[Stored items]

•••••

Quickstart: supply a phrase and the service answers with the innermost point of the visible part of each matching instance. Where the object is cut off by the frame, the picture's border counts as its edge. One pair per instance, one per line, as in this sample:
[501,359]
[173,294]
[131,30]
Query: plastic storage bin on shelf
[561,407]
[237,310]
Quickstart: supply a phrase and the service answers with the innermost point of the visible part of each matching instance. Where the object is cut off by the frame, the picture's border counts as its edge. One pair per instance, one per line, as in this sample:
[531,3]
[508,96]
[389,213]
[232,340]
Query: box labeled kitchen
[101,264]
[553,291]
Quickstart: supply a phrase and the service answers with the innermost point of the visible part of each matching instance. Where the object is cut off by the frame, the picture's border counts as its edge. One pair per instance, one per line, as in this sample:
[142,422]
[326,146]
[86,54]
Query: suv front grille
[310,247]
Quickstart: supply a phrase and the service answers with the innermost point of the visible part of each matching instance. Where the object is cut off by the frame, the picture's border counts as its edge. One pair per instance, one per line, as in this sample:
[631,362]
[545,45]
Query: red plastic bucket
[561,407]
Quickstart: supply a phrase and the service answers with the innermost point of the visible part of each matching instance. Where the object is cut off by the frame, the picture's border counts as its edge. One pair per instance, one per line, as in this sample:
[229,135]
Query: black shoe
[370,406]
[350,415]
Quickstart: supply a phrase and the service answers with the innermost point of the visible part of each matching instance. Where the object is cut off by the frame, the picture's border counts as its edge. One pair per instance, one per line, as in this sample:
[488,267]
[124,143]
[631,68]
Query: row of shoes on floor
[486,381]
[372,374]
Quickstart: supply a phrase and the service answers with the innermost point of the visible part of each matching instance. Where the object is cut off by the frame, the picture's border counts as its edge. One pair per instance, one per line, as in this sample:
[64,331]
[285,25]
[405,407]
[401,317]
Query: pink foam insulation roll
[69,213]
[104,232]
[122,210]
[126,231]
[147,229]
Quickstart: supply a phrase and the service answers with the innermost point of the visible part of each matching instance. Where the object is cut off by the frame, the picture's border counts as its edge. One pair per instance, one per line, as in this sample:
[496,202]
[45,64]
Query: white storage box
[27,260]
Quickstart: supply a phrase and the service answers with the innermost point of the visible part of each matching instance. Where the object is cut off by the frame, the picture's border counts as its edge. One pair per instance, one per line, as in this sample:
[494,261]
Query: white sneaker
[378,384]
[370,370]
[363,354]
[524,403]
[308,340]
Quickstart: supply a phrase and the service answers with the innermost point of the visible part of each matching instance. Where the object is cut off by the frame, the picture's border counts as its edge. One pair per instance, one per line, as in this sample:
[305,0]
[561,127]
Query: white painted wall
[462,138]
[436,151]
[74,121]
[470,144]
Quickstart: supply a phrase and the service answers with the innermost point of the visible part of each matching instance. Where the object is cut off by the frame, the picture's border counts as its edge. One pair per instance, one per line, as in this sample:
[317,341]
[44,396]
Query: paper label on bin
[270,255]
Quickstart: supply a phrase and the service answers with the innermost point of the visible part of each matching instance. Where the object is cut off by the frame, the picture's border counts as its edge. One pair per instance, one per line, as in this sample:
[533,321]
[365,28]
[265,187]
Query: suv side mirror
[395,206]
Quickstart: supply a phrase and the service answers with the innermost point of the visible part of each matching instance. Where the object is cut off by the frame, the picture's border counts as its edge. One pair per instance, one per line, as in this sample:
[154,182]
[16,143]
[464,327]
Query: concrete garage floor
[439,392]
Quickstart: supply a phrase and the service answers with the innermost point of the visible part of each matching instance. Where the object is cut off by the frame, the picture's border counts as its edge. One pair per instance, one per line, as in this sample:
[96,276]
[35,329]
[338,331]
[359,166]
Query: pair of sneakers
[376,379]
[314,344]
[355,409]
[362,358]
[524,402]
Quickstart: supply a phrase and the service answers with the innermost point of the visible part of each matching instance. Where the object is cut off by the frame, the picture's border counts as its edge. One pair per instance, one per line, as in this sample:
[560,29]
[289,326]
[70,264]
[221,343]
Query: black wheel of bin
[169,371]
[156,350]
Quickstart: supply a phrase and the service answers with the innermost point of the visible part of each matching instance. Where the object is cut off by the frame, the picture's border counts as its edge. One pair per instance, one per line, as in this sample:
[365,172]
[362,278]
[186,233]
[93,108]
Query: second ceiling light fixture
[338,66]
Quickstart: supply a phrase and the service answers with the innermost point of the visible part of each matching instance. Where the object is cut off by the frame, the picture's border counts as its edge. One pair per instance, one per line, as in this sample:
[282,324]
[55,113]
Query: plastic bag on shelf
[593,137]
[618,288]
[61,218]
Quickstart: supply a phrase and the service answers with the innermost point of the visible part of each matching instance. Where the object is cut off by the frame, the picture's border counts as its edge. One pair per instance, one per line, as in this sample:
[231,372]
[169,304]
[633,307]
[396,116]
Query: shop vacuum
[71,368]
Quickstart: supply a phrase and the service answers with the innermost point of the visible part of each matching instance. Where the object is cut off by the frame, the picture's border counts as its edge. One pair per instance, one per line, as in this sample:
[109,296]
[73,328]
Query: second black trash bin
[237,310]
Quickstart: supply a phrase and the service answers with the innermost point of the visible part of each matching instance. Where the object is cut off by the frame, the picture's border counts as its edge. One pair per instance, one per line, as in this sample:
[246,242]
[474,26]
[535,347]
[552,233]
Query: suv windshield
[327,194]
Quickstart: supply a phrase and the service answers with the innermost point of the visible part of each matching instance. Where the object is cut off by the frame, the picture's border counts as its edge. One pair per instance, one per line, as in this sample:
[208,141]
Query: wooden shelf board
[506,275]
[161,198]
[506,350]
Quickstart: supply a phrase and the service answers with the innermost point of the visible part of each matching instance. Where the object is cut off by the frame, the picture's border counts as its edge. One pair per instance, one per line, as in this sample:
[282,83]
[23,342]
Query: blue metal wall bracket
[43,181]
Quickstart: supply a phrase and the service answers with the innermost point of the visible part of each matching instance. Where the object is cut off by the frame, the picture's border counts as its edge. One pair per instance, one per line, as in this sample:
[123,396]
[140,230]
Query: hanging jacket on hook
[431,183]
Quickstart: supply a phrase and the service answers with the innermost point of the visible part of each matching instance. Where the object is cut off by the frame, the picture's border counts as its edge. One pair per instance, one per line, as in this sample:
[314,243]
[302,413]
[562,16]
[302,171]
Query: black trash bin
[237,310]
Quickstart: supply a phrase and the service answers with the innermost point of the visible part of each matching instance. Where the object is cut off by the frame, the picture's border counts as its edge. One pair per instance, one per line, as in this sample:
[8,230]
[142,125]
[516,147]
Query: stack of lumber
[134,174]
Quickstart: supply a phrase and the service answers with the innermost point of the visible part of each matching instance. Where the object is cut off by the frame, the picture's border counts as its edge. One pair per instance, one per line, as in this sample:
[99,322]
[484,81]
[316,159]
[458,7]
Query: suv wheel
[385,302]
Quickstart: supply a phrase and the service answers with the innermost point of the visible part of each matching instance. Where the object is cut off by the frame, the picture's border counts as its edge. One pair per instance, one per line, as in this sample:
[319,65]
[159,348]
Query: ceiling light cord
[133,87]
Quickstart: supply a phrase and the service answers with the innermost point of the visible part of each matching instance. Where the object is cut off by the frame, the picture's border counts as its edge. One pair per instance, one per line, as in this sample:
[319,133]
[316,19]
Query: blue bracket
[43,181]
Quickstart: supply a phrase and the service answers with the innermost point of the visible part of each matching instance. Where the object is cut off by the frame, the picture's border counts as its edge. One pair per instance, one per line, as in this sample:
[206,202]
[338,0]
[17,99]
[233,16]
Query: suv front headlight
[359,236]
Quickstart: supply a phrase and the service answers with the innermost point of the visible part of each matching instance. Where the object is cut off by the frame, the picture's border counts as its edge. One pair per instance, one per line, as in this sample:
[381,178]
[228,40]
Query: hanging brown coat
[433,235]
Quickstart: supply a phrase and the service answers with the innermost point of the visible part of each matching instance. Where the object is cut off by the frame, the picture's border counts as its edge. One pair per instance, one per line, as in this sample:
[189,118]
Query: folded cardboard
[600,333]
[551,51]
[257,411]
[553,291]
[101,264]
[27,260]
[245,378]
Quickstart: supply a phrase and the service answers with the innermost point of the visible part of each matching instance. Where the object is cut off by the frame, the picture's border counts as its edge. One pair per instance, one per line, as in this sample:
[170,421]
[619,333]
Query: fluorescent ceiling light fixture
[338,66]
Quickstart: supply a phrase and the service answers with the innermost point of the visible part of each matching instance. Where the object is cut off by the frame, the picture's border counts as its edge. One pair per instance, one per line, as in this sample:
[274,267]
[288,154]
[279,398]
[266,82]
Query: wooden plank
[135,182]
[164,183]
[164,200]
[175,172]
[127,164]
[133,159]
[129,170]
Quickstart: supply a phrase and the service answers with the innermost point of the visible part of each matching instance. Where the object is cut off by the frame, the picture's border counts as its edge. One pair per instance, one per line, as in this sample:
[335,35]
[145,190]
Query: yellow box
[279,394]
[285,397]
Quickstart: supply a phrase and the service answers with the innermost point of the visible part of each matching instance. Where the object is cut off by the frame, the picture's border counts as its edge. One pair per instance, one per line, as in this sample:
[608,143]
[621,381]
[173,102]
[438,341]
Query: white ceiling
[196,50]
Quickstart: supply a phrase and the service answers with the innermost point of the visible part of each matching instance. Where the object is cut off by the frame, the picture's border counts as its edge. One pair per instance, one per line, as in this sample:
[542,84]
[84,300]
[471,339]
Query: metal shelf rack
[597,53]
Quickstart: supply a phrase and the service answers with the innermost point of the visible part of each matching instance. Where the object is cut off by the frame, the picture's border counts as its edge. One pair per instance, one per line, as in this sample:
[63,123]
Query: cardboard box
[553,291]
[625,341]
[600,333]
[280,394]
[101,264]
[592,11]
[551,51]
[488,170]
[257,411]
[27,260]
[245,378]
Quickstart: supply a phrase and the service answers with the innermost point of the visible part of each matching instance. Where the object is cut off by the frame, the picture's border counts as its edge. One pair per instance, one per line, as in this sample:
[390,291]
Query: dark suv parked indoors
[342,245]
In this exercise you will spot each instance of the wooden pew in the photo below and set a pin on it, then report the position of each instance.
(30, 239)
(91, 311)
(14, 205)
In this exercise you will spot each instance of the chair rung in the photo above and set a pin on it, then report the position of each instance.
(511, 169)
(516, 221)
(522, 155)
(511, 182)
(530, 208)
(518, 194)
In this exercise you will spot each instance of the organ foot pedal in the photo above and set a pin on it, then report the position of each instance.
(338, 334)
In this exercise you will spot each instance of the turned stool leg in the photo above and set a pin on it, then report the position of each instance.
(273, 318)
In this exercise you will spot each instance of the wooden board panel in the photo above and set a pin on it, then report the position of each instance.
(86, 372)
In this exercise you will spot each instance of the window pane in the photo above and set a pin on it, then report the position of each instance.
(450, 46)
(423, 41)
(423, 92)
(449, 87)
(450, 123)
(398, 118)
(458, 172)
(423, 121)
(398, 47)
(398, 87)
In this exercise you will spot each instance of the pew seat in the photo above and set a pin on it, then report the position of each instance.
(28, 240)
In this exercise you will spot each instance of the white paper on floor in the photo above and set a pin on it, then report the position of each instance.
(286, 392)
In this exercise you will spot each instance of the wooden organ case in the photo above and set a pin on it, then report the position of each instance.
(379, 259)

•••••

◆ EXERCISE DESCRIPTION ◆
Render the lines from the one containing "In this exercise you will spot each instance of the pew" through the last line of the items as a JSON list of strings, with one string per line and no blank lines.

◆ WRITTEN REPLY ◆
[
  "In this exercise you will spot each instance of the pew seat in the photo above and set a pin on it, then report the position of each instance.",
  "(28, 240)",
  "In this exercise you will spot each instance of the white paper on floor in the photo above and set a pin on it, then report the position of each instance.",
  "(286, 392)",
  "In this exercise you will spot each instance of the wooden organ case in the photo above and set a pin on it, then report the position of each instance.",
  "(379, 259)"
]